- **DOCUMENT SEGMENT**:

BEGIN

Exploiting CUDA acceleration and impact of data transfer overhead on heterogeneous system
With the introduction of many-core GPUs, there is widespread interest in using GPUs to accelerate non-graphics applications such as bioinformatics, energy, finance and several research areas. Even though the GPUs provide highly parallel processing capability, the interface between CPU and GPU could be a performance bottleneck due to heavy data transfer. To investigate this bottleneck and find out the solutions, hotspot analysis based partial GPU acceleration is studied and performance impact on data size variation is observed as well.
Here, I architecturally characterize some basic kernels and genetic applications, and also investigate performance hotspot functions in HMMER 3.0 and LavaMD. HMMER is an application whose main use is searching sequence databases for homologs of protein sequences. LavaMD is a molecular dynamics application and it can be found in Rodinia benchmark suits. Individual hotspot acceleration and full GPU acceleration are compared in terms of performance (speedup). In some cases, if data transfer time is overwhelming the computation time on GPU, it would be better keep the computation on CPU instead of using GPUs. Thus, I aim to observe the borderline between CPU vs. GPU performance as well as the effects of using different types of memory. For this observation I use a security application name blowfish with different input size. The Security application includes several common algorithms for data encryption, decryption and hashing. Among others blowfish is one of the popular security applications. Based on workload characterization and bottleneck analysis, I provide optimization methodologies to remove the bottleneck.

END

- **DATA EXTRACTS**:
BEGIN

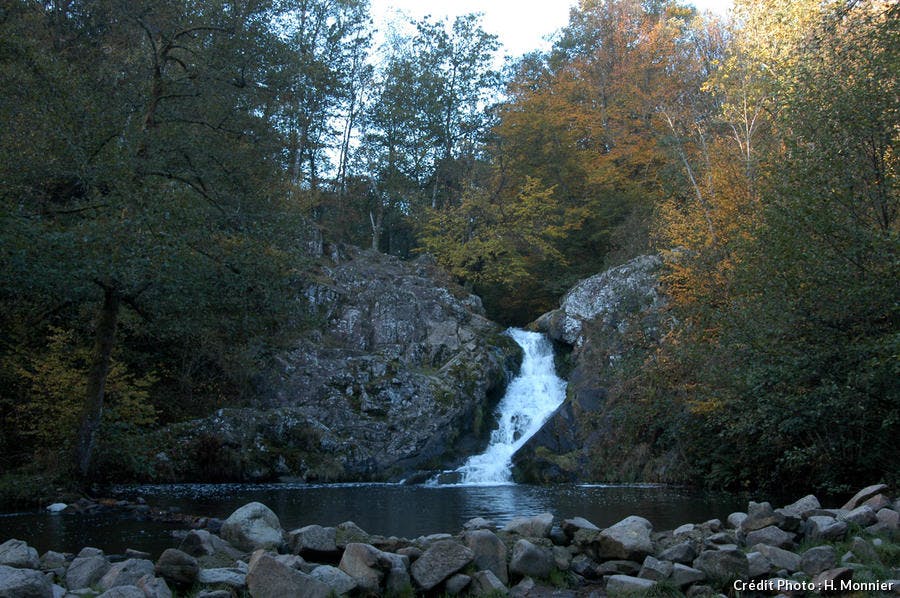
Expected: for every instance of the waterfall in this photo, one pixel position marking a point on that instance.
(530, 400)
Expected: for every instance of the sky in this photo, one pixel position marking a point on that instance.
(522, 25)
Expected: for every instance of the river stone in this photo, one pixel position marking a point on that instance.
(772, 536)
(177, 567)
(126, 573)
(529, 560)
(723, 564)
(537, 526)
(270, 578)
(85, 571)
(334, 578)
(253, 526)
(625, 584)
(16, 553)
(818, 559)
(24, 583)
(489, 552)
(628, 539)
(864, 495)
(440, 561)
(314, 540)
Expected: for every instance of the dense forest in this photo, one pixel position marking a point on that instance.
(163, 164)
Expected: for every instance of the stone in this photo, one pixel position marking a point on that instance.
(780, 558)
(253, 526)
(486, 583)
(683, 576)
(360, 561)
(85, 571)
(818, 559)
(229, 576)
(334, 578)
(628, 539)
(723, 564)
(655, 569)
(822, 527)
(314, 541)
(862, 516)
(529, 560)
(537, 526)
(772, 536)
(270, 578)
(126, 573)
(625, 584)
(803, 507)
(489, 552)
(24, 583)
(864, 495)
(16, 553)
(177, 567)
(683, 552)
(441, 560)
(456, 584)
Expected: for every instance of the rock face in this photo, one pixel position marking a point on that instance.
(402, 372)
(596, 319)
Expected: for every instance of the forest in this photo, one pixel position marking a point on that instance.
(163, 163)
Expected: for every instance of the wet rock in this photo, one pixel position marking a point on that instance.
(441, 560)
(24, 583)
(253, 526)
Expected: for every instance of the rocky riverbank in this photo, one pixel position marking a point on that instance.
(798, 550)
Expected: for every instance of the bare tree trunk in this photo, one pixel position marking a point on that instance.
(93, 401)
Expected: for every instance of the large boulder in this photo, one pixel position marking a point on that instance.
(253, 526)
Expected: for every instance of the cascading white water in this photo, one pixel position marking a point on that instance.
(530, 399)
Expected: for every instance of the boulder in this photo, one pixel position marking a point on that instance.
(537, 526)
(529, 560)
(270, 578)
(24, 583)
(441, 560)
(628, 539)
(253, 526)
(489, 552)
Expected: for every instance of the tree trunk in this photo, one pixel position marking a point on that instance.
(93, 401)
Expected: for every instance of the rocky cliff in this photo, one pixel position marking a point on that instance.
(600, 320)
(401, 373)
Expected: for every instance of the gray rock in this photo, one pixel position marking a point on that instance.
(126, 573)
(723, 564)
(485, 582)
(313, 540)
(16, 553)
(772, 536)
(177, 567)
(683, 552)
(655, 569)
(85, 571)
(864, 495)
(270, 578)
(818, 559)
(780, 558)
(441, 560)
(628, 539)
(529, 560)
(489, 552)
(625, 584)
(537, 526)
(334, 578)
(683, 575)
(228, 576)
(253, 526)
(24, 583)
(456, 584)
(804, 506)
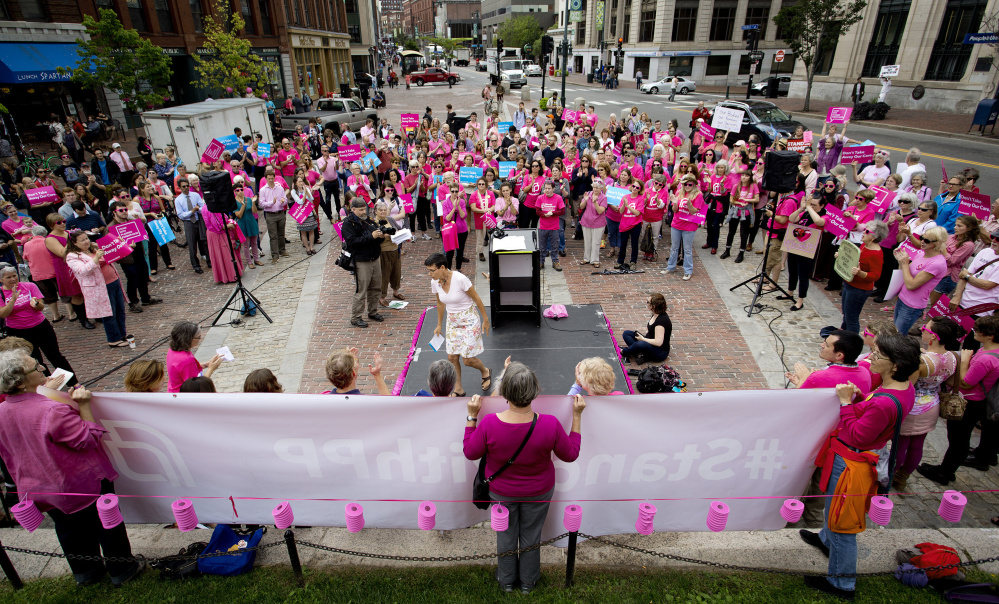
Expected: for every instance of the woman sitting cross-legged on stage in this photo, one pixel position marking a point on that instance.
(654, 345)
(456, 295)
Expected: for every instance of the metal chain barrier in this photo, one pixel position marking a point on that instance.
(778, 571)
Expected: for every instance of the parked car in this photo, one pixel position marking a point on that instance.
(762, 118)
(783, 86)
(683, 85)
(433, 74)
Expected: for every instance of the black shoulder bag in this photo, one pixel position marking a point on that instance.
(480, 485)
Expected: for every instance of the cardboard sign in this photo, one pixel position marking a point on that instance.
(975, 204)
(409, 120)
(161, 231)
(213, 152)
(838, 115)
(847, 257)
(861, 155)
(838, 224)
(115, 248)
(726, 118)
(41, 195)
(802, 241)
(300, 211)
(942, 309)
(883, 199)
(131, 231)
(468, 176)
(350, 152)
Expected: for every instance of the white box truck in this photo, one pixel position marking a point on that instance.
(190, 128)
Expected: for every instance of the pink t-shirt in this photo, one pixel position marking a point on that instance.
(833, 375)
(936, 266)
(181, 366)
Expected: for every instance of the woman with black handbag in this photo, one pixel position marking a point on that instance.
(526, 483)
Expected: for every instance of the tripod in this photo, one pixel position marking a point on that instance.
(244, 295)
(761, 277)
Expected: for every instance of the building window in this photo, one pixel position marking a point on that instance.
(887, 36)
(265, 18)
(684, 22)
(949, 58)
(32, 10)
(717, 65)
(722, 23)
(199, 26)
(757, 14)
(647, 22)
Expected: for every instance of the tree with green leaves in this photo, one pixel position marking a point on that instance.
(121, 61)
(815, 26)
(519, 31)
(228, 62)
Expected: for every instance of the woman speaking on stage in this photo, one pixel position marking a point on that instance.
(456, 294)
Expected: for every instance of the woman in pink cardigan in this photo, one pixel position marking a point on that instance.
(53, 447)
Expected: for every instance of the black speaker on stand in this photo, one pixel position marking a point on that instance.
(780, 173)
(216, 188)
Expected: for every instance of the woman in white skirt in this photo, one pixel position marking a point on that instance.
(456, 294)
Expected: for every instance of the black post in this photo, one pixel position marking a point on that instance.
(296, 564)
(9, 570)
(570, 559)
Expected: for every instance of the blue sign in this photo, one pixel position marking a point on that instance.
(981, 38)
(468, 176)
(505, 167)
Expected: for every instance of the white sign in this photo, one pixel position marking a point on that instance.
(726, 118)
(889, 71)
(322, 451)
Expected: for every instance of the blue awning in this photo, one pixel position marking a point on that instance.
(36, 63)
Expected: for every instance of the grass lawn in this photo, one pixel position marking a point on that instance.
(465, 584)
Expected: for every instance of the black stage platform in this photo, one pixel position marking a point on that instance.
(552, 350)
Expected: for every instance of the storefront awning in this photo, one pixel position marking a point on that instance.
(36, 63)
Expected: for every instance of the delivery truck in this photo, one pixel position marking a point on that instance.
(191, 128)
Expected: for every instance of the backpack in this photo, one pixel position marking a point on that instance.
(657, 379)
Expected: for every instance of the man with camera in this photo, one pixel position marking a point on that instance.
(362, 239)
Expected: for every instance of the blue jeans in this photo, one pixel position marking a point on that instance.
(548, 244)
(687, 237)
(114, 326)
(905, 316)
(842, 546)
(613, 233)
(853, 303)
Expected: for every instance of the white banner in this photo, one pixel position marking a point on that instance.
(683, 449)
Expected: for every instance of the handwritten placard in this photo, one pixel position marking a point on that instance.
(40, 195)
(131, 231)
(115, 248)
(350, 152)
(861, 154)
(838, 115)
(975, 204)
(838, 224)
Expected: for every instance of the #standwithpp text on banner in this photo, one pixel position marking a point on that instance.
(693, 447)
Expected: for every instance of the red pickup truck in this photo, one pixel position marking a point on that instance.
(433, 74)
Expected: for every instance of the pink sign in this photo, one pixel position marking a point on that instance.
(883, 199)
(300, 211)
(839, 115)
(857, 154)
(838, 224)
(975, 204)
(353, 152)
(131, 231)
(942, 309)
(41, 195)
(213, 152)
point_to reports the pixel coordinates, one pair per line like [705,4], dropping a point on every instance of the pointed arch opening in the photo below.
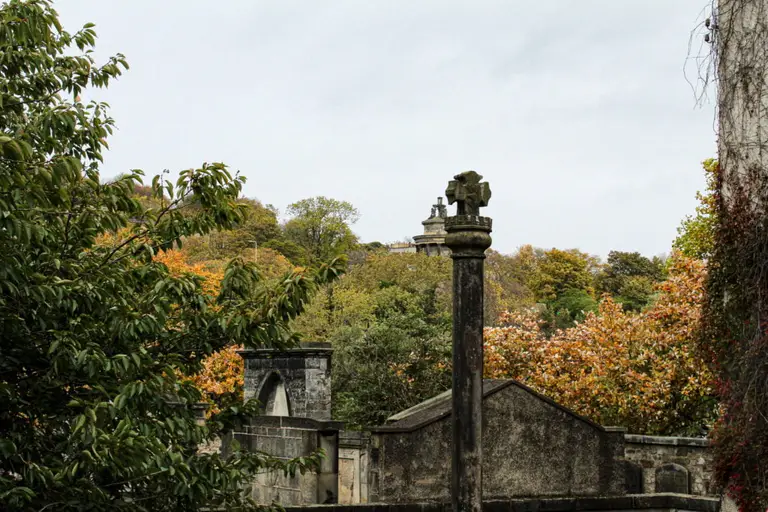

END

- **WORK ORDER 1**: In the CUDA acceleration text, what is the main use of HMMER?
- **WORK ORDER 2**: Reproduce the part of the CUDA acceleration text starting at "Exploiting CUDA acceleration" and ending at "observed as well.".

- **REPLY 1**: HMMER is mainly used to search sequence databases for homologs of protein sequences.

- **REPLY 2**:
Exploiting CUDA acceleration and impact of data transfer overhead on heterogeneous system
With the introduction of many-core GPUs, there is widespread interest in using GPUs to accelerate non-graphics applications such as bioinformatics, energy, finance and several research areas. Even though the GPUs provide highly parallel processing capability, the interface between CPU and GPU could be a performance bottleneck due to heavy data transfer. To investigate this bottleneck and find out the solutions, hotspot analysis based partial GPU acceleration is studied and performance impact on data size variation is observed as well.